**TRECHO DE ORIGEM:**

***

Na tarde desta quinta, o economista Gabriel Zucman apresenta aos ministros a proposta brasileira de tributação dos super ricos e representantes das Nações Unidas e da Organização para a Cooperação e o Desenvolvimento Econômico (OCDE) trazem ao debate as discussões em curso sobre tributação internacional. No final de 2023, a Assembleia Geral das Nações Unidas aprovou a resolução 78/230, "abrindo assim uma nova avenida para a tributação internacional", destacou Haddad.
A OCDE já trabalha dois parâmetros de taxação a nível mundial, voltados para big techs e grandes corporações. A proposta brasileira enfatiza a necessidade de que seja aplicada também uma taxa à pessoas físicas e famílias que concentram grandes fortunas.
Ao final de sua fala, o ministro da Fazenda anunciou que o Brasil busca uma declaração do G20 sobre tributação internacional para a Cúpula do grupo que será realizada em junho no Rio de Janeiro.
Confira a íntegra do discurso de Haddad
Senhoras e senhores,
Bem-vindos ao nosso segunda dia de reuniões.
Começaremos hoje com um tema que talvez seja a chave para resolvermos muitos dos desafios que enfrentamos. Falo de tributação internacional justa e progressiva. Vindo de um processo bem-sucedido de reforma tributária no Brasil, tenho certeza de que há muito que os países podem fazer por si mesmos. No entanto, soluções efetivas para que os super-ricos paguem sua justa contribuição em impostos dependem de cooperação internacional.

***

**MATERIAL EXIBIDO:**
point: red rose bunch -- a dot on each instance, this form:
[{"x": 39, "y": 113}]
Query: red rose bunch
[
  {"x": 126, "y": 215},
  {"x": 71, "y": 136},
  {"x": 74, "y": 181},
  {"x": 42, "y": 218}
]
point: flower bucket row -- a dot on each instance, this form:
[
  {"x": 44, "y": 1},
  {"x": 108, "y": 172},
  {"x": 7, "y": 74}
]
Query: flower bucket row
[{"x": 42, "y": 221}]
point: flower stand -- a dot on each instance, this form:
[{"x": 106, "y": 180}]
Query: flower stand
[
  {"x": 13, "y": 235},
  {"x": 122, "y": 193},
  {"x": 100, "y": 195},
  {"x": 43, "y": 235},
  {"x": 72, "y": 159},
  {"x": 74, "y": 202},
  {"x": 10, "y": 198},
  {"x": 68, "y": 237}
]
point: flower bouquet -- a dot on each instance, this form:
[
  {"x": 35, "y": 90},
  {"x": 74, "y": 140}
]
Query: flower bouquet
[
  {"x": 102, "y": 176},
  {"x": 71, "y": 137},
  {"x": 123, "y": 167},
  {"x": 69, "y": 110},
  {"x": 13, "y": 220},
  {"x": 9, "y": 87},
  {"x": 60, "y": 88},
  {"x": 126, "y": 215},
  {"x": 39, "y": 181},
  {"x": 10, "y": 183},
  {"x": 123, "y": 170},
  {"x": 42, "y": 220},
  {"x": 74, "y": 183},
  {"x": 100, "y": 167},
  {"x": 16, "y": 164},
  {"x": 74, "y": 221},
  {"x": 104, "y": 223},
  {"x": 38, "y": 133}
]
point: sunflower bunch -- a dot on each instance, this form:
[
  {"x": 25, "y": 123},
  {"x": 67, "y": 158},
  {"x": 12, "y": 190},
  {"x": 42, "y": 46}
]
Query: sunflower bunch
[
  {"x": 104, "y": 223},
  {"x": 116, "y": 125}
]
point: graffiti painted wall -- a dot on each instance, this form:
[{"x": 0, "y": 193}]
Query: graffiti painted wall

***

**TAREFA A CUMPRIR:**
Segundo o trecho sobre tributação internacional, onde e quando será realizada a Cúpula do G20? O material não é necessário aqui.

**TAREFA CONCLUÍDA:**
Será realizada em junho, no Rio de Janeiro.